▸ EXERCISE TEXT:
※ ※ ※

The WGAE’s Peterson, noted that “the entire labor movement is united in this battle, and let’s fight together because together we will win this battle.” The WGA has been on strike since May 2.
And while noting that the spirit of the rally “is great and powerful,” Peterson stressed that “we’re not here having a party; we’re not here putting on a show. We’re here in an epic battle against some of the most powerful and wealthy corporations in the history of the planet. And people are making real sacrifices. You all are making real sacrifices.”
And then, almost as if on cue, people in the back of the crowd starting calling out for a medic – someone was having a medical emergency.
“Wow. I hope everyone’s alright,” Peterson said from the stage, pausing his remarks. “Can we get somebody out there? NYPD? We need a medic. Emergency intervention in the back.”
Medical aid was dispatched quickly, and before continuing, he noted: “It is hot. Please hydrate.”

※ ※ ※

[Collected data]
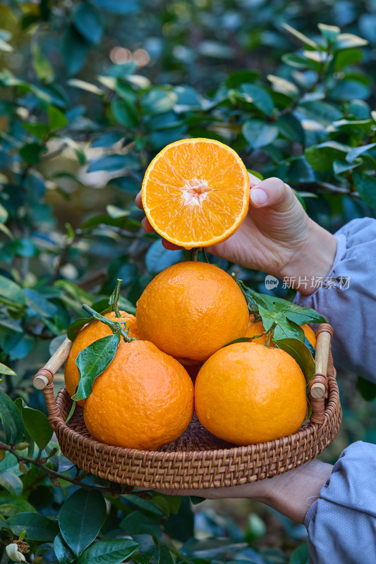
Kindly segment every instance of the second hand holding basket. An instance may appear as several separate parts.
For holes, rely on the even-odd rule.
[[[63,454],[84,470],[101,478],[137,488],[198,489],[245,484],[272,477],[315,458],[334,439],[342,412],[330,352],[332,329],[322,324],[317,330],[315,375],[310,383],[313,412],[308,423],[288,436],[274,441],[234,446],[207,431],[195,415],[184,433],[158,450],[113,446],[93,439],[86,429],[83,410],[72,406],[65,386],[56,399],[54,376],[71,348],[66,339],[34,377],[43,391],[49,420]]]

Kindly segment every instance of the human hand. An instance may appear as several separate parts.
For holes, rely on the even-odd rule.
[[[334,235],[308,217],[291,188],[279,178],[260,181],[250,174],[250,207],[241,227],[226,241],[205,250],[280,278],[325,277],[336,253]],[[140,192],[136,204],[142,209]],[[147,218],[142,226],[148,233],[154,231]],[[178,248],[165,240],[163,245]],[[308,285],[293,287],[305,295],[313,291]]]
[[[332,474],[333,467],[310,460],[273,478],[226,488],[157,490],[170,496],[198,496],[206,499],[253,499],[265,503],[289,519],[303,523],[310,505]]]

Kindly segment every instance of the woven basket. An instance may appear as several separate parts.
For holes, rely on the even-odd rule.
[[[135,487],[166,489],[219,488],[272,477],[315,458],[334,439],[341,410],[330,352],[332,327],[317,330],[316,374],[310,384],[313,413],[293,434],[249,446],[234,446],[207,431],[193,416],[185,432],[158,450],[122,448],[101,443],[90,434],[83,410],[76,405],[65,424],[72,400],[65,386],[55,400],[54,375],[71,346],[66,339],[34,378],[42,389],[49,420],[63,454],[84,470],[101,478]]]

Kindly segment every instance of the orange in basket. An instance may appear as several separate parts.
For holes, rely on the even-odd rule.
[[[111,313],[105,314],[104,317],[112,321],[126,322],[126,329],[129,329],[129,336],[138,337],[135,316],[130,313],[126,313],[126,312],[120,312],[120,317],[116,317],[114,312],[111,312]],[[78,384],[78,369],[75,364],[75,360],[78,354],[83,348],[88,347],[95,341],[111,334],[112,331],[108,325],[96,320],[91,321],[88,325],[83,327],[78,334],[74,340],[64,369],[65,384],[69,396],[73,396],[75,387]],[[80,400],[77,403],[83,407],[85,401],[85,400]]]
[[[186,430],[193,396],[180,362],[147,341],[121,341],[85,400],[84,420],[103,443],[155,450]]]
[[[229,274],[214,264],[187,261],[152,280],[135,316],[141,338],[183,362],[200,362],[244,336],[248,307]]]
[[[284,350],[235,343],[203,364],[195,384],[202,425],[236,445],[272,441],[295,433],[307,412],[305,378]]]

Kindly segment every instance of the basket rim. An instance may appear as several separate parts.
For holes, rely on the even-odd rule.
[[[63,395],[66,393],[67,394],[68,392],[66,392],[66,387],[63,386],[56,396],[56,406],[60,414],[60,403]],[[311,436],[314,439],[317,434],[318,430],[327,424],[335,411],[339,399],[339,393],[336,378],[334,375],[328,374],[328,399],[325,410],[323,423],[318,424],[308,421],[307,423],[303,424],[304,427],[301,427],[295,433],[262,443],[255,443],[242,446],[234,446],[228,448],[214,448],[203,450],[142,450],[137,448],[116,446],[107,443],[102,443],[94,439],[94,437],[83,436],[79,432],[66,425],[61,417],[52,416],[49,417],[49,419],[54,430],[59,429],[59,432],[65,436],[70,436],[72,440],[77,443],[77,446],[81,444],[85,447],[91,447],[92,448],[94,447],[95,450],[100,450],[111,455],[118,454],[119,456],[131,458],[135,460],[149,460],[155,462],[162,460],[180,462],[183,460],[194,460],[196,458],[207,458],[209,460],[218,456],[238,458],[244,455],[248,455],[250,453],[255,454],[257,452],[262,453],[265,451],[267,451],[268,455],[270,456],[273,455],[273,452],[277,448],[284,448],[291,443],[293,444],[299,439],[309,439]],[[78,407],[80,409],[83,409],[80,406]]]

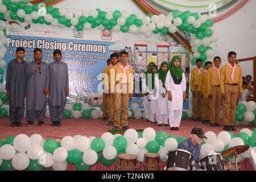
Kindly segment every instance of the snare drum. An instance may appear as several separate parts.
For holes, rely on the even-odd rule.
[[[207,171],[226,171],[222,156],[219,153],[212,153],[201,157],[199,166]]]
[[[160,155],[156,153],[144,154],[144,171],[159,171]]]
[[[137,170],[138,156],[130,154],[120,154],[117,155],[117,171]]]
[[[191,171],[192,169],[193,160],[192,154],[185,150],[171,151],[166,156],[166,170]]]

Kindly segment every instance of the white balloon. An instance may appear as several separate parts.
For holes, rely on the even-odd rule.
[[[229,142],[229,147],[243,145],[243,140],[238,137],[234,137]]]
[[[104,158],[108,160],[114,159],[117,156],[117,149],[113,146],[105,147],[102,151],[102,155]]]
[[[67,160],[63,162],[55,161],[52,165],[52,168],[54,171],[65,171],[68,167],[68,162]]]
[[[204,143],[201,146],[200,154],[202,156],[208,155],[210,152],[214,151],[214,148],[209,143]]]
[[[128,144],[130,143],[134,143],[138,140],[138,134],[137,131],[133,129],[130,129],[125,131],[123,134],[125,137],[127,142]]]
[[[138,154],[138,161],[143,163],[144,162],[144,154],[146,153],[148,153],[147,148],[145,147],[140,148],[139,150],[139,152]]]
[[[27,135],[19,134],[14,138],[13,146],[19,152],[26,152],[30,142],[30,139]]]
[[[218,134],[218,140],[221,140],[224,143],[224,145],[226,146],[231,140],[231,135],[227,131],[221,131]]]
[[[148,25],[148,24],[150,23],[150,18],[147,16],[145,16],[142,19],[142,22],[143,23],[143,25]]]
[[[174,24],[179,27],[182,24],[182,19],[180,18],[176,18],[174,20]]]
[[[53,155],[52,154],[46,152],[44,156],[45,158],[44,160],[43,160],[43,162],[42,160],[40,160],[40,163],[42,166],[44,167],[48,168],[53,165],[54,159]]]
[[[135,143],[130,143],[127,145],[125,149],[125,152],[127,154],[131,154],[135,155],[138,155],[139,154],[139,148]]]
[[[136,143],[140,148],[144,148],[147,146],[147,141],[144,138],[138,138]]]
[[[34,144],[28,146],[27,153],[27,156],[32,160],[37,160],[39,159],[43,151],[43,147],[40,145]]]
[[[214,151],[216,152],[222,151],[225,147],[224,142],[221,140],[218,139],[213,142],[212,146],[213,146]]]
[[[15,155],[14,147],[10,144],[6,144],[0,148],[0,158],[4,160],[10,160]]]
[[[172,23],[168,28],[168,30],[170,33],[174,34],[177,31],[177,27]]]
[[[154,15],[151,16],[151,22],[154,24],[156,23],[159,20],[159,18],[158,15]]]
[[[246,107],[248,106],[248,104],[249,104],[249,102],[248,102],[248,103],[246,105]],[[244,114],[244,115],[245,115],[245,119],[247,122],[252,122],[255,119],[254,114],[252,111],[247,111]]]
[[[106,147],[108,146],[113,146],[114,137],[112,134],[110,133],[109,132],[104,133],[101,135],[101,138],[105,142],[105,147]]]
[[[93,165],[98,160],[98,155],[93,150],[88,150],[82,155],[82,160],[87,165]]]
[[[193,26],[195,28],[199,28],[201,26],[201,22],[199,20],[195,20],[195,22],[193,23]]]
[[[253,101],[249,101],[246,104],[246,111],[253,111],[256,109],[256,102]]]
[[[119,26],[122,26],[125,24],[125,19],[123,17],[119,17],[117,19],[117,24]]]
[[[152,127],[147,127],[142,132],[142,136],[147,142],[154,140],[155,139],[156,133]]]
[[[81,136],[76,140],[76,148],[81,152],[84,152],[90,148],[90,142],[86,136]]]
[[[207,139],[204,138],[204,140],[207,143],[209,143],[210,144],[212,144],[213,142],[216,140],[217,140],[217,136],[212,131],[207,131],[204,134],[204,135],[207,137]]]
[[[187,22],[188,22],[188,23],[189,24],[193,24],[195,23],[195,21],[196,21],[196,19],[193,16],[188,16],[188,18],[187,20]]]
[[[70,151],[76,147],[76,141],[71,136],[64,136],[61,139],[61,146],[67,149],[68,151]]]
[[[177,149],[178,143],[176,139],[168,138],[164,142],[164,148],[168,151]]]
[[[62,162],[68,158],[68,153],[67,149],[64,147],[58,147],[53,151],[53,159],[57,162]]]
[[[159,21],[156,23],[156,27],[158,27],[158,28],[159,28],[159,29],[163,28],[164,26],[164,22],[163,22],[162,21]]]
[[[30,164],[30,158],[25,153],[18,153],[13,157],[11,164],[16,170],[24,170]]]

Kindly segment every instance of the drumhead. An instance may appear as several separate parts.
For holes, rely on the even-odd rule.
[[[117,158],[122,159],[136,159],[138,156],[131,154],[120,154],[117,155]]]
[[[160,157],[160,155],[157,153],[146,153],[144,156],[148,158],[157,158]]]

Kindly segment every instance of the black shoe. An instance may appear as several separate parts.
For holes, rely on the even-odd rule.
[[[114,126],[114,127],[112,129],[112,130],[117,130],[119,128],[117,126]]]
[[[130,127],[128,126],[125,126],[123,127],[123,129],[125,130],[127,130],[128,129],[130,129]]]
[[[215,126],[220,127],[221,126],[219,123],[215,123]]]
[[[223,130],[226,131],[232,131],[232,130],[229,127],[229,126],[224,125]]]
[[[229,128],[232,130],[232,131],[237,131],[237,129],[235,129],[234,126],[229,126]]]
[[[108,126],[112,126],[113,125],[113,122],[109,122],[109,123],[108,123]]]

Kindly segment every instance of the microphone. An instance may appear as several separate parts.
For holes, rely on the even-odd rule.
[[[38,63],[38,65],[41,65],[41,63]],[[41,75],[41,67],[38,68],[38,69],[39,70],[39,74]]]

※ ※ ※

▸ TASKS TO PERFORM:
A) From the rally passage, extract the text beginning at the words "And while noting" and stopping after the words "a medical emergency.".
B) Answer these questions using the rally passage:
(i) Since what date has the WGA been on strike?
(ii) What did people in the back of the crowd start calling out for?
(iii) What did Peterson tell the crowd to do before continuing his remarks?

▸ SOLVED TASKS:
A)
And while noting that the spirit of the rally “is great and powerful,” Peterson stressed that “we’re not here having a party; we’re not here putting on a show. We’re here in an epic battle against some of the most powerful and wealthy corporations in the history of the planet. And people are making real sacrifices. You all are making real sacrifices.”
And then, almost as if on cue, people in the back of the crowd starting calling out for a medic – someone was having a medical emergency.

B)
(i) May 2.
(ii) A medic.
(iii) Hydrate.